* _What to produce_
In the entries below, find the line containing "Would you mind pointing to the textured", then copy it and every later line exactly, ending with the last line.

(Natural language region descriptions)

%%

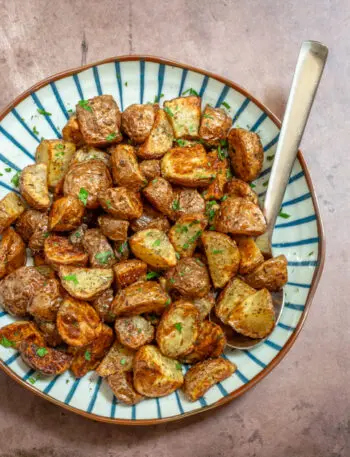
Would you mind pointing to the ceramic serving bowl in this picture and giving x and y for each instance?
(298, 234)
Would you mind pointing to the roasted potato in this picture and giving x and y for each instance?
(85, 283)
(240, 217)
(18, 289)
(153, 247)
(178, 329)
(56, 154)
(134, 332)
(129, 271)
(234, 293)
(187, 167)
(204, 375)
(121, 203)
(254, 316)
(86, 180)
(77, 322)
(184, 114)
(215, 123)
(272, 274)
(246, 154)
(138, 120)
(12, 252)
(159, 140)
(138, 298)
(99, 120)
(154, 374)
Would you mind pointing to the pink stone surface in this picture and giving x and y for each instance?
(303, 407)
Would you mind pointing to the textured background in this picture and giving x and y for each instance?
(303, 407)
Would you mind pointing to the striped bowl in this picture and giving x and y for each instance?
(298, 235)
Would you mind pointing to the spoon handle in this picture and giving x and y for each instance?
(308, 72)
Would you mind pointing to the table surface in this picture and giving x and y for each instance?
(303, 407)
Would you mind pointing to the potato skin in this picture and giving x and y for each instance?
(206, 374)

%%

* _Response to this task_
Would you mind pointing to the textured background in this picture and giving x and y for each instance?
(303, 407)
Would you mind pointing to the striped bowl in this picture and giving x and y for each instance?
(298, 235)
Would you mind pointing to the spoon handle in this picture and giving x and y for each instance?
(308, 72)
Would you mind pointing to the table surface in this picture and giving x and y for each instance?
(303, 407)
Would you mind pointing to the potato skin in this picture and giving x and y for each instance?
(206, 374)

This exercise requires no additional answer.